**Task brief**
Leave the images aside and output every entry exactly.

**Material supplied**

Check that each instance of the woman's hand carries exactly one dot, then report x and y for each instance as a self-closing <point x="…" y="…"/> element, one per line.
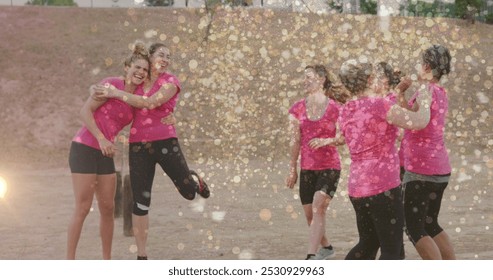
<point x="107" y="148"/>
<point x="404" y="84"/>
<point x="292" y="178"/>
<point x="169" y="120"/>
<point x="316" y="143"/>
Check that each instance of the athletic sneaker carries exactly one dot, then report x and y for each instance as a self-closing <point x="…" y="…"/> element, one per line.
<point x="311" y="257"/>
<point x="203" y="189"/>
<point x="325" y="254"/>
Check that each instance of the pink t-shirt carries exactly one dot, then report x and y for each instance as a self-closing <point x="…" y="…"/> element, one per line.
<point x="325" y="157"/>
<point x="111" y="117"/>
<point x="147" y="125"/>
<point x="371" y="141"/>
<point x="424" y="150"/>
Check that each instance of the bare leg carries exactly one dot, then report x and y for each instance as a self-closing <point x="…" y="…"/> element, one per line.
<point x="428" y="249"/>
<point x="140" y="226"/>
<point x="309" y="218"/>
<point x="443" y="242"/>
<point x="317" y="227"/>
<point x="105" y="194"/>
<point x="83" y="185"/>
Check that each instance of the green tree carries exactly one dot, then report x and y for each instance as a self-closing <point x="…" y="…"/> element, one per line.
<point x="468" y="9"/>
<point x="426" y="9"/>
<point x="368" y="7"/>
<point x="336" y="5"/>
<point x="155" y="3"/>
<point x="51" y="2"/>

**Answer to the problem**
Check that each instance of the woman's hand carries exactly one dot, then report x and y for each instance as a self-closing <point x="…" y="…"/> element, one per line.
<point x="107" y="148"/>
<point x="404" y="84"/>
<point x="292" y="178"/>
<point x="169" y="120"/>
<point x="316" y="143"/>
Check that each instance of the athletic sneaker carries exactly one dot, then report x and y for each instance as a self-closing <point x="…" y="…"/> element, one per line.
<point x="311" y="257"/>
<point x="203" y="189"/>
<point x="325" y="254"/>
Check that each instance of the pink t-shirt carries exactly one dot, then report x and y for each instance as a self-closing <point x="…" y="…"/> element, one per line.
<point x="325" y="157"/>
<point x="111" y="117"/>
<point x="147" y="125"/>
<point x="371" y="141"/>
<point x="424" y="150"/>
Check that each instance of the bare leg carries exactly one dot, then report x and y for each instance as a self-closing <point x="…" y="…"/> element, one per line.
<point x="428" y="249"/>
<point x="140" y="226"/>
<point x="309" y="218"/>
<point x="443" y="242"/>
<point x="317" y="227"/>
<point x="105" y="194"/>
<point x="83" y="185"/>
Check that each instance of the green tree carries exactly one dot, then report x and y for each instance as a self-closing <point x="…" y="…"/> element, one per line.
<point x="468" y="9"/>
<point x="426" y="9"/>
<point x="368" y="7"/>
<point x="336" y="5"/>
<point x="155" y="3"/>
<point x="51" y="2"/>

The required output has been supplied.